Entries from a point annotation set:
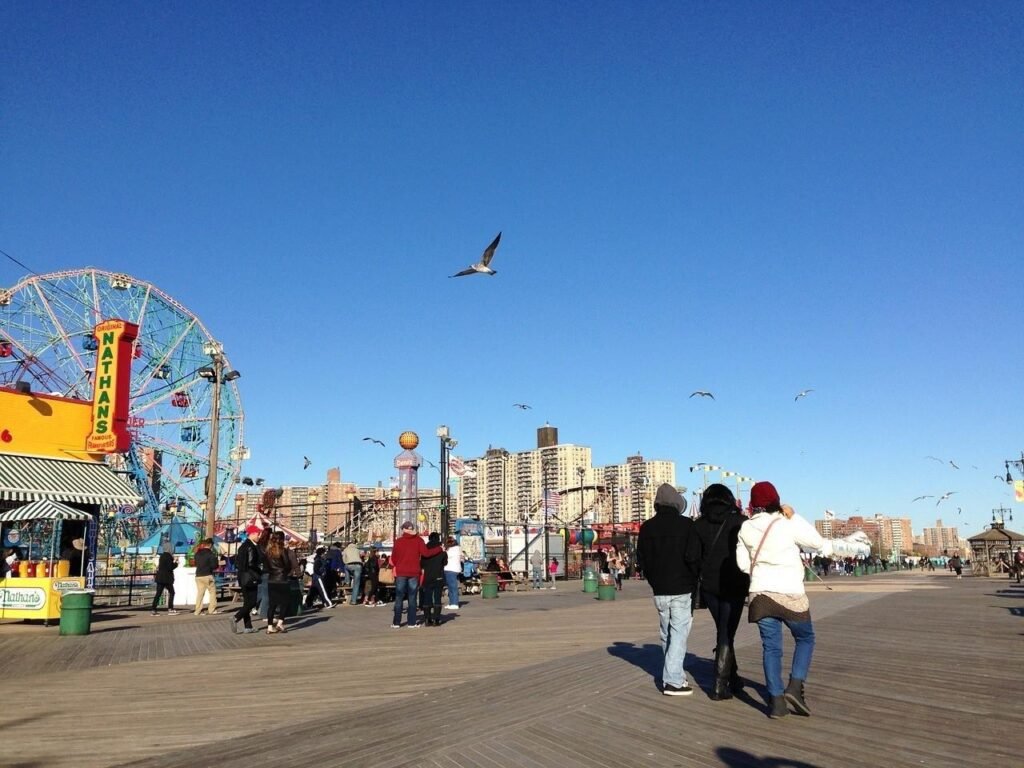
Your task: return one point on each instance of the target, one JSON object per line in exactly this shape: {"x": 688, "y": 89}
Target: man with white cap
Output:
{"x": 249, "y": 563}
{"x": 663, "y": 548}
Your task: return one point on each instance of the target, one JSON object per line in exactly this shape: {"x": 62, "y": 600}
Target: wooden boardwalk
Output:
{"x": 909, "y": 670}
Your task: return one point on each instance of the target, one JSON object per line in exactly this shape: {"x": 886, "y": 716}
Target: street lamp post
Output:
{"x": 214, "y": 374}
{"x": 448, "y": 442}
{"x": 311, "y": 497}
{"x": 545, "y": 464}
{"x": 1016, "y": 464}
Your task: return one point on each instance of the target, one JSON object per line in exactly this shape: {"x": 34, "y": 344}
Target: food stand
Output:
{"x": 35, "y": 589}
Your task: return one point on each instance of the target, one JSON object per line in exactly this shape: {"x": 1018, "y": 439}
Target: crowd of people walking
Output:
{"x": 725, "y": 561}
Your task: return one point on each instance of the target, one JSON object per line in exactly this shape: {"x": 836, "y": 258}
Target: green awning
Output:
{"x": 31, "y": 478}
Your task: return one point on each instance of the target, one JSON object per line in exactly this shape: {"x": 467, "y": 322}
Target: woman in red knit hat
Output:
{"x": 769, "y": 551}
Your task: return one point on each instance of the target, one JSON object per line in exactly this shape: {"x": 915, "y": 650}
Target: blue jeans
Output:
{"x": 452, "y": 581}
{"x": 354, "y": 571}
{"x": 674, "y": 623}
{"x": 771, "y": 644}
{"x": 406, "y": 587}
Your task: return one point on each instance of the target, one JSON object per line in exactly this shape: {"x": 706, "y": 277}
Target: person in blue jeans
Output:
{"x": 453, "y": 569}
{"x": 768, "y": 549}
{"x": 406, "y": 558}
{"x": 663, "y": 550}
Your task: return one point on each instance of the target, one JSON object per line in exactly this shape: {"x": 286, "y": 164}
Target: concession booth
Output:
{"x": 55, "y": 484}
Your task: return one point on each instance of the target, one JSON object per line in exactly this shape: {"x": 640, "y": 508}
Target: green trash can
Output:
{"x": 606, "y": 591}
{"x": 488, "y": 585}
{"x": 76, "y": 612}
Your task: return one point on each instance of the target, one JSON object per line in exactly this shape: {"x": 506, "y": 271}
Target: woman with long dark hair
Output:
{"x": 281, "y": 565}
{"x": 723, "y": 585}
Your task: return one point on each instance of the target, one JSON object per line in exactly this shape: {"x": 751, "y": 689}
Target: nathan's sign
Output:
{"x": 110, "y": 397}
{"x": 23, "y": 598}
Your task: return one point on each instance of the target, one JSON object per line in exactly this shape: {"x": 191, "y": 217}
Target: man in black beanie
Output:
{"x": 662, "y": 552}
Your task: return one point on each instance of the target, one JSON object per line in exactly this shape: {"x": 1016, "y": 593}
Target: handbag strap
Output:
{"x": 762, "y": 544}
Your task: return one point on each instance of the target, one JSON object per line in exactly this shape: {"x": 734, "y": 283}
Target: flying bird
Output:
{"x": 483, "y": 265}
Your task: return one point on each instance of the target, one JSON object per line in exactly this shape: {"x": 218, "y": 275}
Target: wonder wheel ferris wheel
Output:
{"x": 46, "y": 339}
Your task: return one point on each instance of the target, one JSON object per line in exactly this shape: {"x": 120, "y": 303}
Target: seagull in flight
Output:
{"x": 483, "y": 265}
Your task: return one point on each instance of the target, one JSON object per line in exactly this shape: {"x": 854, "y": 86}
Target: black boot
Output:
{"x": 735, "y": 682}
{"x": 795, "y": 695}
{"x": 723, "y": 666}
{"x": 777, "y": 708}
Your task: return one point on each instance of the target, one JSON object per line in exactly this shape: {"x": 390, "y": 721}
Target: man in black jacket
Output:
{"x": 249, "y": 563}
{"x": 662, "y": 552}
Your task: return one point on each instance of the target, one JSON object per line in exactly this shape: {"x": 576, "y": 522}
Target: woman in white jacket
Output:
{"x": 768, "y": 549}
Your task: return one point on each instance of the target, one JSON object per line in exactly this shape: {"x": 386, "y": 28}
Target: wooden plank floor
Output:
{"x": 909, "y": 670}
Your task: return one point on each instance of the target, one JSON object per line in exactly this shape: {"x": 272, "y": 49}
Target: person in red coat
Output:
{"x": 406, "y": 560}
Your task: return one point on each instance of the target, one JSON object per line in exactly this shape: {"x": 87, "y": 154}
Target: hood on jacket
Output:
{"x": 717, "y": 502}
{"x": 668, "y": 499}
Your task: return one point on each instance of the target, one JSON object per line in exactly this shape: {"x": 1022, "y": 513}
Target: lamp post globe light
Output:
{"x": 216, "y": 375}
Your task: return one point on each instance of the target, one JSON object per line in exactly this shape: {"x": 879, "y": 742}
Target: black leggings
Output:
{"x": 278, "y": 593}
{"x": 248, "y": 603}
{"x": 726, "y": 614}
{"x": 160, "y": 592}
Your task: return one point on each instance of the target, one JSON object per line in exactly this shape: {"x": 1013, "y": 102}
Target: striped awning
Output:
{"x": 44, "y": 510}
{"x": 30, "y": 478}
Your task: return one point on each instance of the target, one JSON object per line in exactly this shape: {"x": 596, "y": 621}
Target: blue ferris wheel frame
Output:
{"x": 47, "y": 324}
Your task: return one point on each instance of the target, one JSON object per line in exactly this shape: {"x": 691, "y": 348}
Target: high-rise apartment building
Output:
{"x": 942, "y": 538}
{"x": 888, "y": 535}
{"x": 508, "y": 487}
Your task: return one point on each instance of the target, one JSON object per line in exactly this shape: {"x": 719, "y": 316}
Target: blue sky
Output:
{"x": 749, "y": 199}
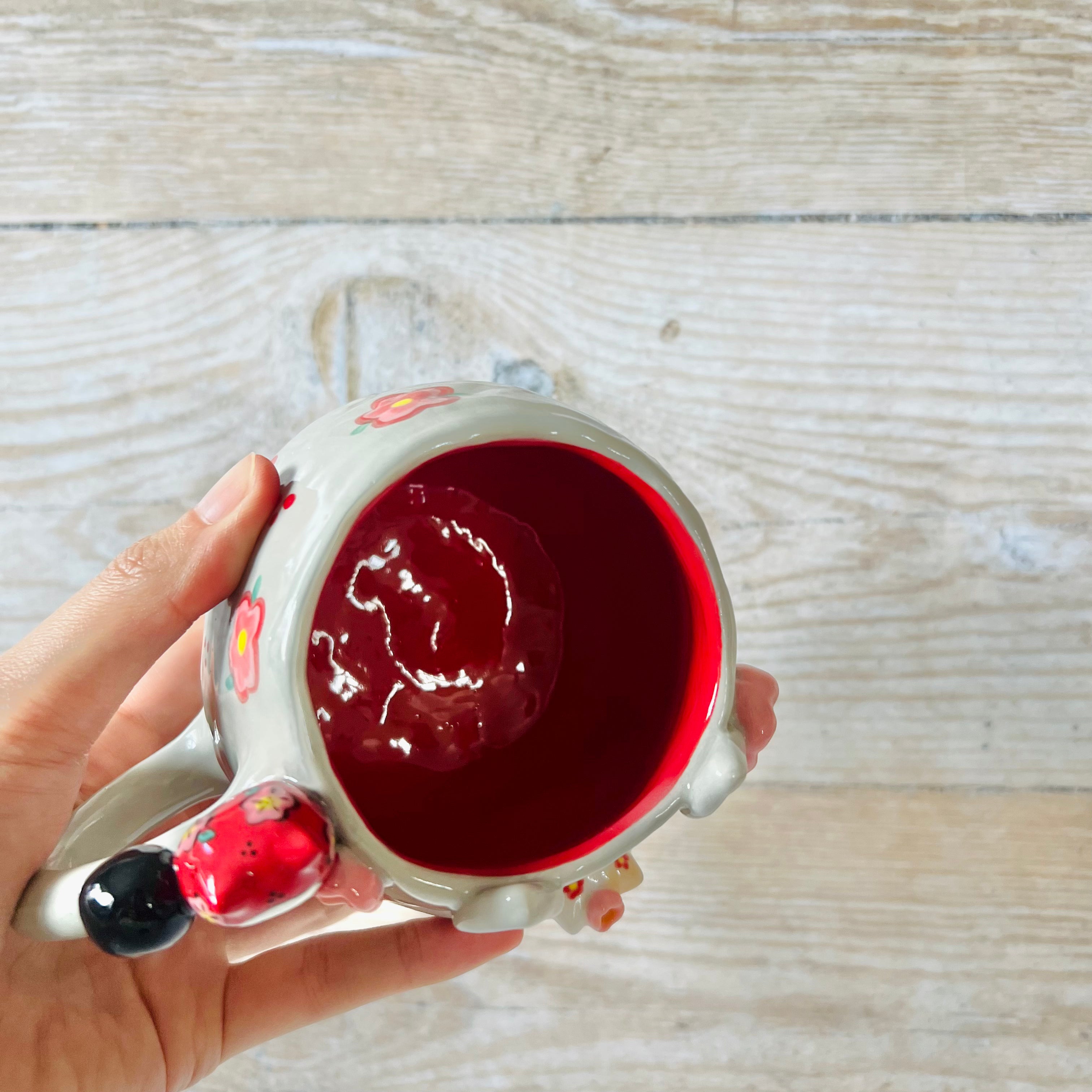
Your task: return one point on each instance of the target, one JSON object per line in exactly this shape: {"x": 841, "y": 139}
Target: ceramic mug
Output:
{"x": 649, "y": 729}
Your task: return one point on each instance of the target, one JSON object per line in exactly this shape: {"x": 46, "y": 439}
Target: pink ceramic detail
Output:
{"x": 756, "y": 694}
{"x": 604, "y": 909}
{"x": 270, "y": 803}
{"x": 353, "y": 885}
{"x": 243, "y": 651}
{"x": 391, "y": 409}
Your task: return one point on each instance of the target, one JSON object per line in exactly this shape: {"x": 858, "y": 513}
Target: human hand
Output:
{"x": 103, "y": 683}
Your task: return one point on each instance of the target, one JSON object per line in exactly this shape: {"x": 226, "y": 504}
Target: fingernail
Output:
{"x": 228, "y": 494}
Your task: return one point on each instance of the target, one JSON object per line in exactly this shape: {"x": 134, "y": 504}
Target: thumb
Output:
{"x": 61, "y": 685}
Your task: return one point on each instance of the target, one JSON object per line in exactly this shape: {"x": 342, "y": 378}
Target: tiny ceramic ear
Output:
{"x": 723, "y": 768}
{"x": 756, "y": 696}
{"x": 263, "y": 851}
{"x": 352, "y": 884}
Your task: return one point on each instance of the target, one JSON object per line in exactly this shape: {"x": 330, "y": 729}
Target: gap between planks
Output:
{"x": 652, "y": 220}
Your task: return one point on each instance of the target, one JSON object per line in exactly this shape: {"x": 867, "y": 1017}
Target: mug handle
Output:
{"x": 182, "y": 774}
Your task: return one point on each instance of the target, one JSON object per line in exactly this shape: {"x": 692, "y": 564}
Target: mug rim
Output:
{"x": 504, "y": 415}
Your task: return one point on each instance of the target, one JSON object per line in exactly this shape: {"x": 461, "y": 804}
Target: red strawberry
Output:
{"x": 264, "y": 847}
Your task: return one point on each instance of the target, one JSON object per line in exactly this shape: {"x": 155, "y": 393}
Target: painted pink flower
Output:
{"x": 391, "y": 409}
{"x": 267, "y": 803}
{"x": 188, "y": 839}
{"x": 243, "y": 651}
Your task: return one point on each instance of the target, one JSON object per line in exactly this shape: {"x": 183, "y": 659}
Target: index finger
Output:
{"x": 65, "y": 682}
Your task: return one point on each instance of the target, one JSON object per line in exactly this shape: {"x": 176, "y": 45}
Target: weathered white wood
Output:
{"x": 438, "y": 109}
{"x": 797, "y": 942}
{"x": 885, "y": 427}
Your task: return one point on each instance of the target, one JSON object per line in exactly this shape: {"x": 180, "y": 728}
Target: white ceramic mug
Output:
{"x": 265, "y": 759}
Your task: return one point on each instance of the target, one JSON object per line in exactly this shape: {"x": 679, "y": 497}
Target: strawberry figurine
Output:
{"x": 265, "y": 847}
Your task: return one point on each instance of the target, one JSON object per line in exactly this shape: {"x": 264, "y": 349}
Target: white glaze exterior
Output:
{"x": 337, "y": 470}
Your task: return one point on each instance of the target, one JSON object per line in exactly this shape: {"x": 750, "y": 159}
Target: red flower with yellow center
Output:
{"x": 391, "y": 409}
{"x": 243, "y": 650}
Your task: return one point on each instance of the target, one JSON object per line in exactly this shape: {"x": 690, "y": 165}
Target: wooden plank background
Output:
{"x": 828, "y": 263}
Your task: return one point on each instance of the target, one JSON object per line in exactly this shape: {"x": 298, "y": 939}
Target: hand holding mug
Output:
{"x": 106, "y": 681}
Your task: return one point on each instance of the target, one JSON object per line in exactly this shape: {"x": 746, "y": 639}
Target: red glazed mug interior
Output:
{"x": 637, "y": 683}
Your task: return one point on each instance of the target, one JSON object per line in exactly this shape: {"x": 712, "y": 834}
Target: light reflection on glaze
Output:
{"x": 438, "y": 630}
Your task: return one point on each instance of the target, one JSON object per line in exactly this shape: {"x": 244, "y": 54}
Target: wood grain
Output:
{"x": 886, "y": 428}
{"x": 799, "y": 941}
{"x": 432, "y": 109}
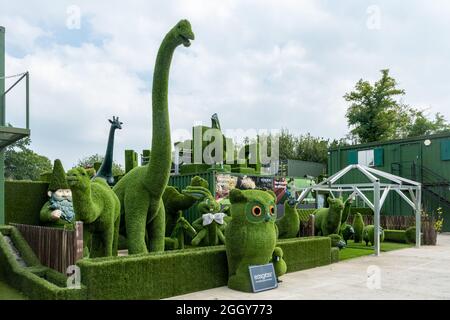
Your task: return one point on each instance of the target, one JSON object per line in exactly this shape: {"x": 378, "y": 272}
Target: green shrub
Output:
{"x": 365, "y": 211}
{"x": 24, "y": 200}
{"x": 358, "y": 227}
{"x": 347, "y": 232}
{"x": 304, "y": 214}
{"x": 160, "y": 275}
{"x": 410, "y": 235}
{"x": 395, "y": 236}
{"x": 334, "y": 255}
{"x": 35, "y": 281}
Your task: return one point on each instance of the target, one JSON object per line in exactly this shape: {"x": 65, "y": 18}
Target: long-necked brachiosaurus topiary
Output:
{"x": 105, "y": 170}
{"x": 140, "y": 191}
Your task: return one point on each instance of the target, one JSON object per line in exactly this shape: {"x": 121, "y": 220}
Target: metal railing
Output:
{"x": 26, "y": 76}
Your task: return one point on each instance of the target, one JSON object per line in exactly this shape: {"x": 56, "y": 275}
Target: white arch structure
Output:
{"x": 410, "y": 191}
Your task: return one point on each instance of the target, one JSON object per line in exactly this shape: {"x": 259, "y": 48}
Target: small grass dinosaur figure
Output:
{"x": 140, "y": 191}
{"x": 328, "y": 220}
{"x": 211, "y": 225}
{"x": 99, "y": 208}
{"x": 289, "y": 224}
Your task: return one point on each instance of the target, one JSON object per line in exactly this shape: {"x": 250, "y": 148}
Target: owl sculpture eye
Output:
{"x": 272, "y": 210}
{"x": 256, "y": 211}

■ **SET EXERCISE**:
Gather every line of the records above that contains the word "jacket", treating case as significant.

■ **COMPLETED TASK**:
Target: man in black jacket
Target: woman in white jacket
Target: hood on jacket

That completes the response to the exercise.